-- OBJECTIVE 1 --
In the rows, starting with the line with "Note to the class: mark the rose quartz crystal" and going on through the last of the rows, replace "photo" with "image" and leave everything else unchanged. Give back only those lines, and leave the pictures out.

-- DOCUMENT PASSAGE --
☆ ☆ ☆ ☆ ☆ ☆ ☆
A typical thing to do here is to not actually write the entire results output to another DB since that would be utterly pointless since Elasticsearch does its own caching as such you don't need any layer over the top.
As well, due to IO concerns it is normally a bad idea to write say a result set of 10k records to Mongo or another DB.
There is a feature request for what you talk of: https://jira.mongodb.org/browse/SERVER-3215 but no planning as of yet.
Example
You could have a table of results.
Within this table you would have a doc that looks like:
{keywords: ['bok', 'mongodb']}
Each time you search and scroll through each result item you would write a row to this table populating the keywords field with keywords from that search result. This would be per search result per search result list per search. It would probably be best to just stream each search result to MongoDB as they come in. I have never programmed Python (though I wish to learn) so an example in pseudo:
var elastic_results = [{'elasticresult'}];
foreach(elastic_results as result){
//split down the phrases in this result and make a keywords array
db.results_collection.insert(array_formed_from_splitting_down_result); // Lets just lazy insert no need for batch or trying to shrink the amount of data to one go or whatever, lets just stream it in.
}
So as you go along your results you basically just mass insert as fast a possible create a sort of "stream" of input to MongoDB. It can do this quite well.
This should then give you a shardable list of words and language verbs to process things like MRs on and stuff to aggregate statistics about them.
Without knowing more and more about your scenario this is pretty much my best answer.
This does not use the temp table concept but instead makes your data permanent which is fine by the sounds of it since you wish to use Mongo as a storage engine for further tasks.
Actually there is MongoDB river plugin to work with Elasticsearch...
db.your_table.find().forEach(function(doc) { b.another_table.insert(doc); } );
☆ ☆ ☆ ☆ ☆ ☆ ☆
-- INPUT RECORDS --
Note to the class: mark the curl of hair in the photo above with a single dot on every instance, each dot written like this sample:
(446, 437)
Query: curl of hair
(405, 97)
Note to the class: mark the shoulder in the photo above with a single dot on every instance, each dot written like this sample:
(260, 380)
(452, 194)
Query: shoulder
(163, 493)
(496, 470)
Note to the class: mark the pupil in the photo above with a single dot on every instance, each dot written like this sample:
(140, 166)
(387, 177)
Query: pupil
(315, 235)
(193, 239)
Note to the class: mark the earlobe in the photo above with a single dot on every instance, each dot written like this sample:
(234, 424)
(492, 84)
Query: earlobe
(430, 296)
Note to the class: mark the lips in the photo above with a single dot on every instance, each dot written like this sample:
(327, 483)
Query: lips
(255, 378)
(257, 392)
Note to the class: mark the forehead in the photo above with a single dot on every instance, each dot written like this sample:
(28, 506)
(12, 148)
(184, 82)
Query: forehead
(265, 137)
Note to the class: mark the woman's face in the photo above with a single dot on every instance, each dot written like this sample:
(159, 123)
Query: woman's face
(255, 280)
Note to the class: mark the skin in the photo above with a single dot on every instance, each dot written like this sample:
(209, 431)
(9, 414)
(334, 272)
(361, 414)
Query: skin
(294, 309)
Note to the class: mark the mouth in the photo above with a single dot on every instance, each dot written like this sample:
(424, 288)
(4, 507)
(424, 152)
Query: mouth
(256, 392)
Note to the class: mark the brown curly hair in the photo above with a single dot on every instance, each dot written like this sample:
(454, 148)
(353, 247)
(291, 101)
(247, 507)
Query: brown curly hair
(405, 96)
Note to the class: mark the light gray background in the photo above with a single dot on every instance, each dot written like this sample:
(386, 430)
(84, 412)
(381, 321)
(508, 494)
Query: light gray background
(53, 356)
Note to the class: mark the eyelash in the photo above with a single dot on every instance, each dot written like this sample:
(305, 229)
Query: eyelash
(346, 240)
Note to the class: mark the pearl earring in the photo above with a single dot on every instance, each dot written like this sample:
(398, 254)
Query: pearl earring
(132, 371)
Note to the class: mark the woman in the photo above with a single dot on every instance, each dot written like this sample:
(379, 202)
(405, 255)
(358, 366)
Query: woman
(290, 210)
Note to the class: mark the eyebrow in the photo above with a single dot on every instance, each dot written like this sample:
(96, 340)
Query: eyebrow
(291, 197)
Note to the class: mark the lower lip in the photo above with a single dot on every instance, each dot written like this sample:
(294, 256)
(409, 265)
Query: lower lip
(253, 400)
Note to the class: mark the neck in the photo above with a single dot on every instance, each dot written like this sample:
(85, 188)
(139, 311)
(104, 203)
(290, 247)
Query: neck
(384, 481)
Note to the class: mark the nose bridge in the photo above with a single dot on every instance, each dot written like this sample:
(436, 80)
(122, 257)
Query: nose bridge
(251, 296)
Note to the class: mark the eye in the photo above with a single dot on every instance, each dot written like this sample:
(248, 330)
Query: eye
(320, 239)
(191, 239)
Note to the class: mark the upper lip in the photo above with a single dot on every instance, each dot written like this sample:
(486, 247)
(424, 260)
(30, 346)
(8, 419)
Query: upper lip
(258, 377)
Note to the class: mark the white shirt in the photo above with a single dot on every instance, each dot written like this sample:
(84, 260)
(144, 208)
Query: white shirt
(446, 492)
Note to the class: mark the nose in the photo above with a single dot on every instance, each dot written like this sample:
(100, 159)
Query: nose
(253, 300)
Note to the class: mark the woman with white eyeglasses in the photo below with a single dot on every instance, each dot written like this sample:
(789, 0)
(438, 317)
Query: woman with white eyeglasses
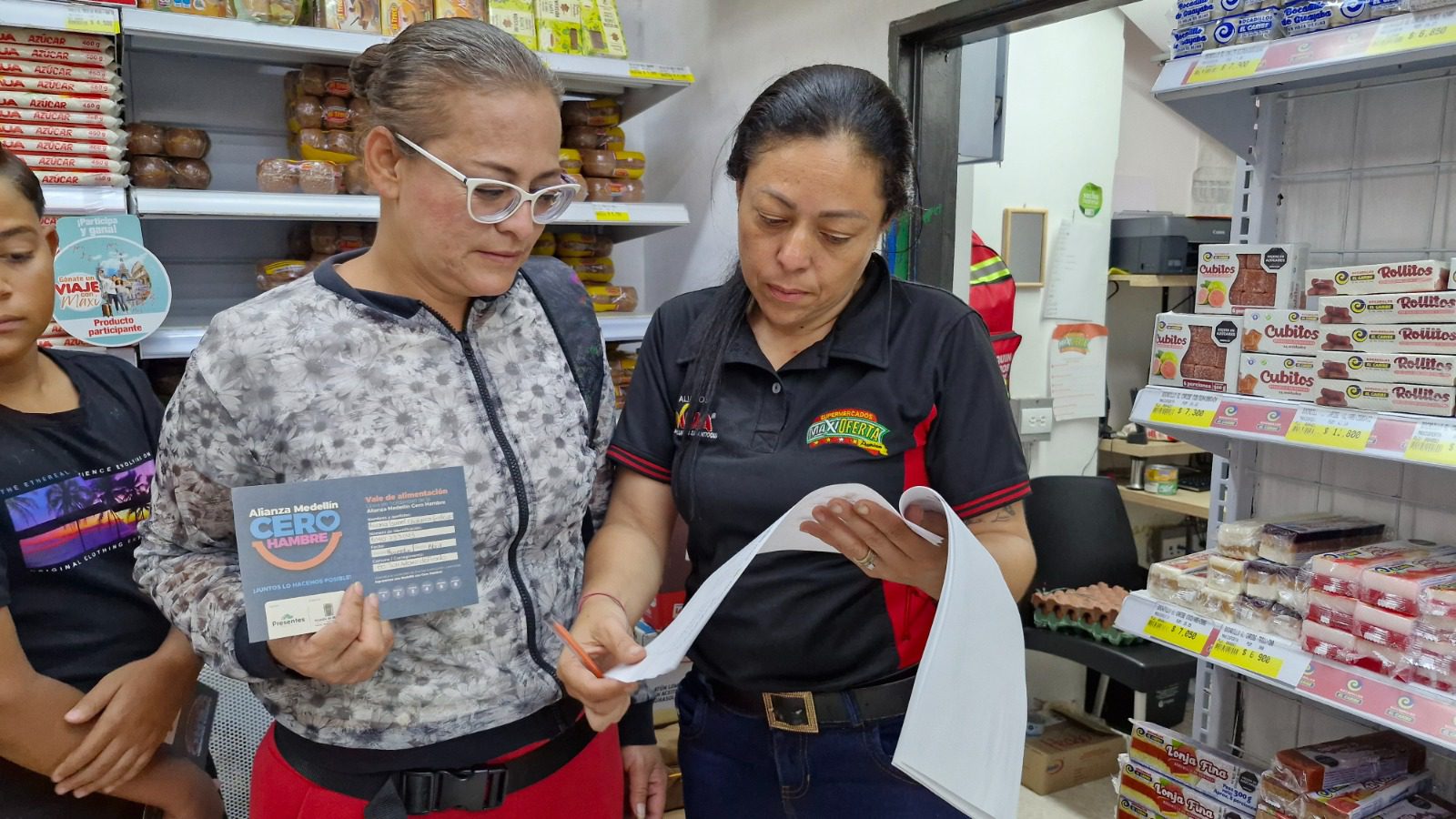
(440, 346)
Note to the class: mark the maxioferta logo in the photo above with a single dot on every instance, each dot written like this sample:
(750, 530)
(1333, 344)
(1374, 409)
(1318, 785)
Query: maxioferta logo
(313, 530)
(851, 428)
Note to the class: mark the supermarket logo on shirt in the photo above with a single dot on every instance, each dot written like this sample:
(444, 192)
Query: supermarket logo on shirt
(849, 428)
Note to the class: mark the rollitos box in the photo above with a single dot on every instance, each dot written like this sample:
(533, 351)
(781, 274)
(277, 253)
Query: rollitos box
(1234, 278)
(1390, 278)
(1281, 332)
(1196, 351)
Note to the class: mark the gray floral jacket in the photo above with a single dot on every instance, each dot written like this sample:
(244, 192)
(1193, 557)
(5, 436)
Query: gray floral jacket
(320, 380)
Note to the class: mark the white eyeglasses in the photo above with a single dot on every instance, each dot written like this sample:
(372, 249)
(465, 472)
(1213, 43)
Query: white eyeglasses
(492, 201)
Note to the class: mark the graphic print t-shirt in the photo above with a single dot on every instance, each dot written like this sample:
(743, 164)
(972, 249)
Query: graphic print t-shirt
(73, 489)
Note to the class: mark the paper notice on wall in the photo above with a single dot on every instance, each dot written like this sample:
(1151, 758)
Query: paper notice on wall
(1077, 370)
(1077, 271)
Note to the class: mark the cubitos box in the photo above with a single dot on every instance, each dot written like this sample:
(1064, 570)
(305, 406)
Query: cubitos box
(1234, 278)
(1196, 351)
(1390, 278)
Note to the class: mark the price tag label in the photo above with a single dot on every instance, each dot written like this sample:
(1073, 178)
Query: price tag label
(1336, 429)
(1178, 629)
(1227, 65)
(91, 19)
(666, 73)
(1410, 33)
(1186, 410)
(1433, 443)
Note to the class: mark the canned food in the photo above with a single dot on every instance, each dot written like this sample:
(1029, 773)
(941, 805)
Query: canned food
(1161, 480)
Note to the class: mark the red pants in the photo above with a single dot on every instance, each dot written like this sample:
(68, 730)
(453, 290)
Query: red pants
(589, 787)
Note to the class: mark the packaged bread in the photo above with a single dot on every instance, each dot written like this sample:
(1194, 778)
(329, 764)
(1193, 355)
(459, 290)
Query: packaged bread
(145, 138)
(60, 72)
(84, 178)
(592, 114)
(95, 57)
(606, 298)
(150, 172)
(22, 145)
(306, 113)
(63, 87)
(337, 116)
(187, 143)
(200, 7)
(398, 15)
(631, 165)
(66, 133)
(1349, 761)
(72, 118)
(47, 38)
(472, 9)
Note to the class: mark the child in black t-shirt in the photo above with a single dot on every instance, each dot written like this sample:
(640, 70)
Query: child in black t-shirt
(91, 673)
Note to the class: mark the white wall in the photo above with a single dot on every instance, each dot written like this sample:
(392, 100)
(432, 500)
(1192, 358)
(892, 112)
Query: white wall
(1062, 131)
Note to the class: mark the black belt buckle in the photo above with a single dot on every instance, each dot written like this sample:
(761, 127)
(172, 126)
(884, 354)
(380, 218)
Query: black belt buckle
(473, 789)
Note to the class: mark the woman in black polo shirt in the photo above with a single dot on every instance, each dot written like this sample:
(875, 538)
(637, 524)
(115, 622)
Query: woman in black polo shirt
(810, 366)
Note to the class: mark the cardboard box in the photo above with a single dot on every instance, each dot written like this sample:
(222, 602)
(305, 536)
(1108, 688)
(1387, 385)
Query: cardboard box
(516, 18)
(1281, 332)
(1421, 399)
(1390, 368)
(1169, 797)
(1196, 351)
(1279, 376)
(1397, 308)
(1387, 278)
(1234, 278)
(558, 26)
(1232, 782)
(1067, 755)
(1411, 339)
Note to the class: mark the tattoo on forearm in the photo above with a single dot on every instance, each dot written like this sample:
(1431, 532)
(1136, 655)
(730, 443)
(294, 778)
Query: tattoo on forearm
(999, 516)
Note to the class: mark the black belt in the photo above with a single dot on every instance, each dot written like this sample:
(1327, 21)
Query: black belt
(415, 793)
(807, 712)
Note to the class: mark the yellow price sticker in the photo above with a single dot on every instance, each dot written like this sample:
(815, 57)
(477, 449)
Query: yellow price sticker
(1247, 659)
(1174, 634)
(1433, 443)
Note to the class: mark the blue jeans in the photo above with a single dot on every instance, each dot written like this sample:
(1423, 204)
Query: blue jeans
(735, 767)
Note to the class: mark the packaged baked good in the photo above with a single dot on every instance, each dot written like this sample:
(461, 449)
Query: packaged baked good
(1395, 308)
(1196, 351)
(1423, 399)
(631, 165)
(150, 172)
(191, 174)
(1385, 278)
(1349, 761)
(1290, 378)
(472, 9)
(337, 114)
(1238, 278)
(592, 114)
(398, 15)
(187, 143)
(357, 181)
(306, 113)
(1295, 542)
(606, 298)
(1165, 579)
(146, 140)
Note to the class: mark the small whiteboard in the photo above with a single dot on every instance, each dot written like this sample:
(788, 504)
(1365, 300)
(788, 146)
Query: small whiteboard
(1024, 245)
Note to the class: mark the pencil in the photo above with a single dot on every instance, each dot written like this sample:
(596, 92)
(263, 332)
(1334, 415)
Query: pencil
(581, 653)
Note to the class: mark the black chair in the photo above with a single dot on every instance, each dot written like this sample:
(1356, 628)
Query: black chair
(1082, 537)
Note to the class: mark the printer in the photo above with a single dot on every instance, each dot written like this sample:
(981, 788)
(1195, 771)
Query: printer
(1150, 242)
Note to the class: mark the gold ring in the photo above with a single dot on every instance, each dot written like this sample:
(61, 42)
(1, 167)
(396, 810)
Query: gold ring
(868, 561)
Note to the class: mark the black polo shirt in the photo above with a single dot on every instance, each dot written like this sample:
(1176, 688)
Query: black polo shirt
(903, 392)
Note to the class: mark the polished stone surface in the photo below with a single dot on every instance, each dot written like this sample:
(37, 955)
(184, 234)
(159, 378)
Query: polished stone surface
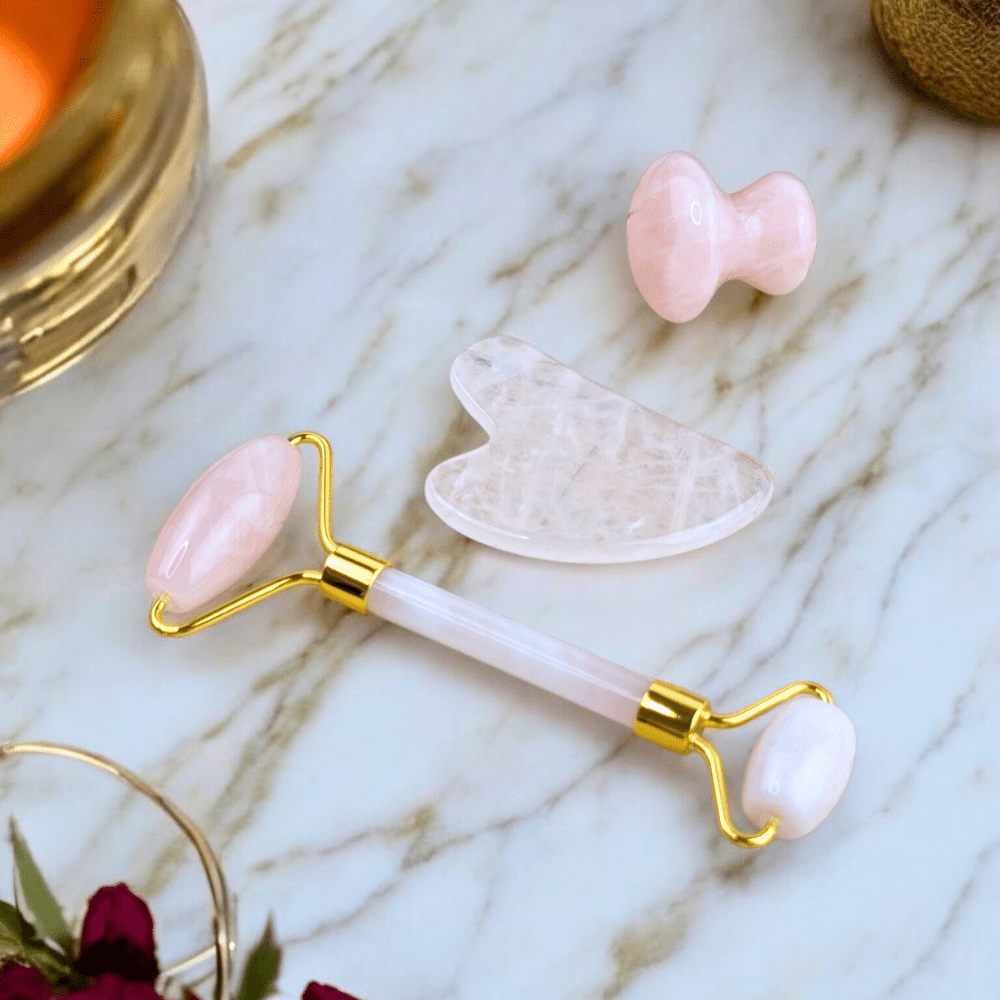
(392, 182)
(799, 767)
(573, 472)
(686, 236)
(224, 523)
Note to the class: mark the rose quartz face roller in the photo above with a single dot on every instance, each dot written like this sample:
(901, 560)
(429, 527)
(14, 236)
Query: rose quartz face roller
(686, 236)
(798, 769)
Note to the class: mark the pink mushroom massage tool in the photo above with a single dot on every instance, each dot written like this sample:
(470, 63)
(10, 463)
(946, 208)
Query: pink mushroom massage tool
(686, 236)
(797, 770)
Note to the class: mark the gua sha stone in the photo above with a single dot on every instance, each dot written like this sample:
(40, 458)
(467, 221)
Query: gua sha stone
(573, 472)
(225, 522)
(686, 236)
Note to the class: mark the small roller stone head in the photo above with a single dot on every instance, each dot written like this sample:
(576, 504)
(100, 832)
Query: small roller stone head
(799, 767)
(225, 522)
(686, 236)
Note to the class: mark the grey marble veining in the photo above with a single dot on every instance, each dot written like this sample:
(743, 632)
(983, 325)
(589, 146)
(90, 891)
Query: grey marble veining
(390, 183)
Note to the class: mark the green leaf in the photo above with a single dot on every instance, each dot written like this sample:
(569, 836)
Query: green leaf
(19, 940)
(51, 922)
(260, 977)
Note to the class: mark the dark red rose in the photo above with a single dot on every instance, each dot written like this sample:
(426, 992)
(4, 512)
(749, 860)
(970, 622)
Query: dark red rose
(317, 991)
(111, 987)
(117, 937)
(18, 982)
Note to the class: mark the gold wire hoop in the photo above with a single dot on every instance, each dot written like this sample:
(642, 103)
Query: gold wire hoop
(222, 914)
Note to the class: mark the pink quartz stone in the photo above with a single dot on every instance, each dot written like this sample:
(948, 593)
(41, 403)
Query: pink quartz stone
(686, 236)
(799, 767)
(225, 522)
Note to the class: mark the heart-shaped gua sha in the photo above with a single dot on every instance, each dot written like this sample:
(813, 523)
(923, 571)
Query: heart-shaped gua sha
(573, 472)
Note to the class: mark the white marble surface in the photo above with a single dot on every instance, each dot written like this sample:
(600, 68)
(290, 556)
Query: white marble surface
(392, 181)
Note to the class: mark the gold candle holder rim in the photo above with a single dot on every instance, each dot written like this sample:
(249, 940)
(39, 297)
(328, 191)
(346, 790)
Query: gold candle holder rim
(72, 132)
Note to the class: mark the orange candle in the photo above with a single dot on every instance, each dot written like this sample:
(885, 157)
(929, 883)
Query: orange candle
(28, 95)
(43, 46)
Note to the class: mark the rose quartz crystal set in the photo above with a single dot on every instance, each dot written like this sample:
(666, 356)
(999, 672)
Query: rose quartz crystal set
(572, 472)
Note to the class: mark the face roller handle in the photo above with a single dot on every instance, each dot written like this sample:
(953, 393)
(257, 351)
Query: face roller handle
(229, 517)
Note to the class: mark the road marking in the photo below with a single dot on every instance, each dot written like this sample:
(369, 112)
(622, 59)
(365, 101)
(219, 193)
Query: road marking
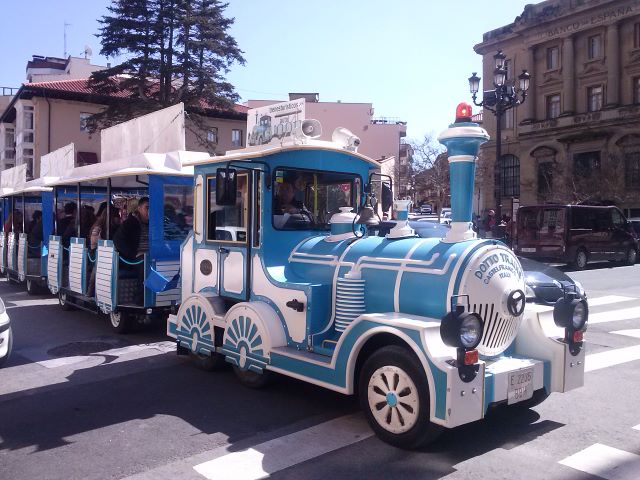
☆ ☆ ☆ ☆ ☆ ☆ ☆
-- OBJECTIVE 2 --
Decide whether each statement agrees with the Elasticsearch and MongoDB answer, and for each one give yes or no along with the quoted words that settle it. (a) The text says Elasticsearch does its own caching. (b) The text says the linked feature request is already planned. (c) The writer says they have programmed in Python before.

-- FULL OUTPUT 1 --
Note to the class: mark the rose quartz crystal set in the image above with a single dot on every instance, each dot written like this sample:
(666, 356)
(999, 672)
Query: rose quartz crystal set
(572, 472)
Note to the class: mark the face roller handle in the image above with a single dot on every instance, each dot written like this sample:
(953, 393)
(257, 351)
Query: face roller handle
(229, 517)
Note to the class: mark the road marking in the image below with a single dot on every instance, each dot written like this sample:
(369, 112)
(622, 59)
(365, 101)
(219, 193)
Query: road marking

-- FULL OUTPUT 2 --
(a) Yes: "Elasticsearch does its own caching"
(b) No: "but no planning as of yet"
(c) No: "I have never programmed Python"